▸ **Quoted text**
───

Single by Devo

from the album Oh, No! It's Devo
- Released: November 24, 1982
- Genre: New wave; synth-pop;
- Length: 3:23
- Label: Warner Bros.
- Songwriters: Mark Mothersbaugh; Gerald Casale;
- Producer: Roy Thomas Baker

Devo singles chronology
| "Peek-a-Boo!" (1982) | "That's Good" (1982) | "Theme from Doctor Detroit" (1983) |

Music video
- "That's Good" on YouTube

= That's Good (song) =

"That's Good" is a song by the American new wave band Devo, written by Mark Mothersbaugh and Gerald Casale. It appears on their fifth studio album, Oh, No! It's Devo (1982). According to Casale, "the lyrics deal with the ambiguity that if everybody wants what you want, how can everybody have it if everybody wants it and what happens when everybody tries to get it, and maybe you should change what you want."

Billboard called it "an almost-straightforward rocker" that is similar to "Whip It".

───

▸ **Dataset content**
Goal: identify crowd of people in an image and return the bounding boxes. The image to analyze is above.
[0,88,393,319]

───

▸ **Given instruction**
In the article on the Devo song "That's Good," list every single in the Devo singles chronology with its year.

▸ **Response to the task**
- "Peek-a-Boo!" (1982)
- "That's Good" (1982)
- "Theme from Doctor Detroit" (1983)